## Ziel
Ersetze „outline“ durch „contour“ in allem vom Anfang der Datensätze bis einschließlich der Zeile mit „97], [175, 97]]“, und gib genau diesen Teil sonst unverändert wieder. Lass die Bilder dabei weg.

## Datensätze
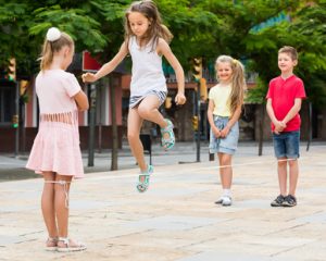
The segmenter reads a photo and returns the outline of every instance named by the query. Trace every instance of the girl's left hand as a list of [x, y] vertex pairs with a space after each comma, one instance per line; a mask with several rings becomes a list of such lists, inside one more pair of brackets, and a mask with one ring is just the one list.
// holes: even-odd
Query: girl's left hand
[[175, 102], [177, 103], [177, 105], [183, 105], [183, 104], [185, 104], [186, 103], [186, 97], [185, 97], [185, 95], [184, 94], [181, 94], [181, 92], [178, 92], [177, 95], [176, 95], [176, 97], [175, 97]]

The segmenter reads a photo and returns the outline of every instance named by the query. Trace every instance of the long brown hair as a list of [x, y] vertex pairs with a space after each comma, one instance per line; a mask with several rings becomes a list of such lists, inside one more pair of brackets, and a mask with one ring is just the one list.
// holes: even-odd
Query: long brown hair
[[225, 62], [229, 63], [233, 70], [229, 105], [230, 105], [230, 112], [231, 114], [234, 114], [237, 108], [243, 104], [244, 90], [247, 89], [244, 67], [240, 61], [233, 59], [229, 55], [220, 55], [215, 62], [216, 72], [217, 72], [218, 63], [225, 63]]
[[162, 24], [162, 18], [159, 13], [156, 4], [151, 0], [142, 0], [133, 2], [131, 5], [128, 8], [125, 14], [125, 40], [128, 44], [134, 33], [129, 25], [128, 16], [131, 12], [141, 13], [145, 17], [150, 21], [150, 26], [146, 34], [146, 42], [152, 40], [152, 50], [154, 46], [156, 46], [159, 38], [163, 38], [167, 42], [170, 42], [173, 38], [173, 35], [168, 30], [168, 28]]
[[40, 70], [47, 70], [51, 66], [51, 63], [53, 61], [53, 54], [55, 52], [59, 52], [61, 48], [64, 46], [73, 47], [74, 40], [73, 38], [67, 35], [66, 33], [61, 32], [60, 38], [58, 40], [50, 41], [45, 39], [41, 57], [40, 60]]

## Ergebnis
The segmenter reads a photo and returns the contour of every instance named by the query. Trace every instance of the girl's left hand as a list of [x, y] vertex pairs with a space after each comma, one instance per line; a mask with several rings becomes a list of such lists, inside one more pair of brackets, and a mask with one ring is just the one list.
// holes: even-odd
Query: girl's left hand
[[175, 102], [177, 103], [177, 105], [183, 105], [183, 104], [185, 104], [186, 103], [186, 97], [185, 97], [185, 95], [184, 94], [181, 94], [181, 92], [178, 92], [177, 95], [176, 95], [176, 97], [175, 97]]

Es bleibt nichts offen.